**** MATERIAL FOR THIS TASK ****

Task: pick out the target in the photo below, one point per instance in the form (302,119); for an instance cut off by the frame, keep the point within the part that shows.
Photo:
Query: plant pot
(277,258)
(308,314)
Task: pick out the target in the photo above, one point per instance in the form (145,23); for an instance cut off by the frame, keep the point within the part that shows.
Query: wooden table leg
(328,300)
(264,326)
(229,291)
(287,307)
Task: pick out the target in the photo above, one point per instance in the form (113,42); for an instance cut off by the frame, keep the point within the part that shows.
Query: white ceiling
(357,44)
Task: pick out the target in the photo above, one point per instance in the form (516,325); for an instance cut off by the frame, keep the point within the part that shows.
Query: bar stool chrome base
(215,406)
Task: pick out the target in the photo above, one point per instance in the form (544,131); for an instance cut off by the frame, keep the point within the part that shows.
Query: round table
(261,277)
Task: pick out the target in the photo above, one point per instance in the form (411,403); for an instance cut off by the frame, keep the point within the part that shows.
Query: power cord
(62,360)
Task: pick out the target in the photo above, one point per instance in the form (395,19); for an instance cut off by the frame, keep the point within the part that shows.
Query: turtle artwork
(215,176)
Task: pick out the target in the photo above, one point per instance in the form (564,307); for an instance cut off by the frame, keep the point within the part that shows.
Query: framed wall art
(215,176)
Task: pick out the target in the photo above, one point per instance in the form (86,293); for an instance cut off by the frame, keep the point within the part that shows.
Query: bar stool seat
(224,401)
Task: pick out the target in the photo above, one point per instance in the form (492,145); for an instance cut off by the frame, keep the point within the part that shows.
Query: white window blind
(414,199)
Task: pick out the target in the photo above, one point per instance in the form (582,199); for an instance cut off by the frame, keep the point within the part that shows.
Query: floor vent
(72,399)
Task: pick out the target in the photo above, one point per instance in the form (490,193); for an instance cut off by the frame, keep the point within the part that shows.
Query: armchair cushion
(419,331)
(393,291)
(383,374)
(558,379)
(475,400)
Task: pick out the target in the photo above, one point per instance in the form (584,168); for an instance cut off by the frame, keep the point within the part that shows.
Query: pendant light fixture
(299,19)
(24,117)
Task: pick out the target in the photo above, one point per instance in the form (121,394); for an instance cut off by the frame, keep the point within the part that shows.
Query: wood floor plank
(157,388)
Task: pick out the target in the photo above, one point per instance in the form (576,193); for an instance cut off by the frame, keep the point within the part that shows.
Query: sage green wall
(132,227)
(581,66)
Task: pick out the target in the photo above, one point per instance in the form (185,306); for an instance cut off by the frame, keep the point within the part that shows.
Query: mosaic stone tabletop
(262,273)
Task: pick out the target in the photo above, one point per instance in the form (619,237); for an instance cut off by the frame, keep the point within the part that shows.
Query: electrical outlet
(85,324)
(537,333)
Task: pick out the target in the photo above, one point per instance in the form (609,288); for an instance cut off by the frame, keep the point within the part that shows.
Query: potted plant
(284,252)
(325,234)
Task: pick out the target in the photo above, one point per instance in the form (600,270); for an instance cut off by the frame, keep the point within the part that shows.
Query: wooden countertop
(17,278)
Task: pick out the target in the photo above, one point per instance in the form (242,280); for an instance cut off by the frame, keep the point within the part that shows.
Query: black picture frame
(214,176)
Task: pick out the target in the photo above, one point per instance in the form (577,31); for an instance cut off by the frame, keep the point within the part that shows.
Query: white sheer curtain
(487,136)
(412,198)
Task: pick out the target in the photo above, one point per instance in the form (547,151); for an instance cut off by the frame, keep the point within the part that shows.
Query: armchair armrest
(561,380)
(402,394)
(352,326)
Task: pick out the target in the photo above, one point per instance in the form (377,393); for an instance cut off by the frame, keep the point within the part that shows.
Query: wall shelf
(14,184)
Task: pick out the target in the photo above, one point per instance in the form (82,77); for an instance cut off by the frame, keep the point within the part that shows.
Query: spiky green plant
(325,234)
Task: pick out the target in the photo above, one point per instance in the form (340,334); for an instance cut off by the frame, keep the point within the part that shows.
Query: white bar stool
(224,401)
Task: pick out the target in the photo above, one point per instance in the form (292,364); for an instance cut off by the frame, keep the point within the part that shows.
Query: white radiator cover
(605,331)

****

◆ YOUR OBJECTIVE ◆
Every entry above should be given again exactly as shown.

◆ SOLUTION ◆
Task: pick out the target in the photo below, one point per instance in the form (302,119); for an instance cut off by the frame, keep the point within the part that shows.
Photo:
Query: plant pot
(277,258)
(308,314)
Task: pick out the target in the photo above, one point per instance in the form (145,23); for an instance cut off by the frame, keep the point within the part that shows.
Query: wooden table leg
(328,300)
(264,326)
(229,291)
(287,307)
Task: pick out the target in the photo above, one point per instance in the form (113,42); for an instance cut off by the frame, keep the point within the part that shows.
Query: white ceiling
(357,44)
Task: pick out the target in the photo above, one point per instance in the form (516,325); for an instance cut off by the frame, keep the point within the part that shows.
Query: bar stool chrome base
(215,406)
Task: pick out the target in the photo above, one point per instance in the form (544,131); for an instance cut off by the frame, keep the point within the part that shows.
Query: round table
(261,277)
Task: pick out the target in the photo above, one point per instance in the form (411,403); for an instance cut off by the frame, keep the point within the part that shows.
Query: power cord
(62,360)
Task: pick out the target in the photo above, one point per instance in the form (395,19); for an instance cut off by the frame, keep the point within the part that shows.
Query: turtle artwork
(215,176)
Task: pick out the target in the photo above, one point per instance in the form (564,307); for an instance cut off by the frame, keep the point within the part that shows.
Query: framed wall art
(215,176)
Task: pick out the target in the photo above, one point per instance in the form (86,293); for an instance cut off by the frame, keep the point within the part that shows.
Query: bar stool seat
(224,401)
Task: pick out the target in the photo above, one point per instance in the form (492,145); for an instance cut off by the frame, keep the point within the part that shows.
Query: white window blind
(414,199)
Task: pick out the target in the photo above, one point per instance in the form (582,199); for an instance cut off by the frame, keep the point within the part that shows.
Query: floor vent
(72,399)
Task: pick out the target in the photo above, one point per instance in the form (490,193); for an instance cut off by the frame, keep the point within the part that shows.
Query: armchair cushion
(419,331)
(393,291)
(383,374)
(558,379)
(475,400)
Task: pick out the target in the photo above, one point per instance in the form (584,168); for an instance cut off by the frame, keep the point within the part that shows.
Query: pendant light fixture
(299,19)
(24,117)
Task: pick out the target in the photo above, one point per instance in the form (121,394); for an instance cut off by the frame, keep the point within the part that shows.
Query: wood floor plank
(157,388)
Task: pick out the target in the photo above, one point per instance in the form (576,193); for an instance cut off by the frame, keep the point within the part that shows.
Query: sage green wall
(132,227)
(581,66)
Task: pick out the target in the photo above, one point per instance in the form (185,306); for an instance cut off by the frame, keep the point within the part that shows.
Query: mosaic stone tabletop
(262,273)
Task: pick out the target in the photo above, one point per instance in the form (619,237); for an instance cut off by the frame, keep the point within the part that shows.
Query: electrical outlet
(85,324)
(537,333)
Task: pick out the target in the photo above, one point per instance in the form (609,288); for an instance cut off by the frame, keep the point within the part that shows.
Query: potted plant
(284,252)
(325,234)
Task: pick out the target in the photo above, one point per instance in the form (600,270); for an instance cut off by the frame, keep the point within the part that shows.
Query: wooden countertop
(17,278)
Task: pick out the target in the photo above, one point per instance in the form (242,280); for an instance cut off by the frame, keep the point within the part that shows.
Query: black picture frame
(214,176)
Task: pick out the target in the photo above, one point per instance in the form (577,31); for an instance cut off by the frame, keep the point within the part that shows.
Query: white sheer curtain
(487,136)
(412,198)
Task: pick out the target in the photo above, one point per instance in the form (547,151); for an instance cut off by the frame, keep the point within the part that shows.
Query: armchair armrest
(561,380)
(402,394)
(352,326)
Task: pick out the target in the photo above, one point per instance in the form (377,393); for an instance cut off by the frame, keep the point within the part that shows.
Query: wall shelf
(14,184)
Task: pick out the target in the photo above, one point per instance in the form (82,77); for an instance cut off by the frame, keep the point within the part that shows.
Query: spiky green plant
(325,234)
Task: pick out the target in the photo above, one point per instance in the form (340,334); for an instance cut off by the frame, keep the point within the part that shows.
Query: white bar stool
(224,401)
Task: pick out the target in the photo above, one point per instance in the form (292,364); for an instance cut off by the frame, keep the point within the part that shows.
Query: white radiator cover
(605,331)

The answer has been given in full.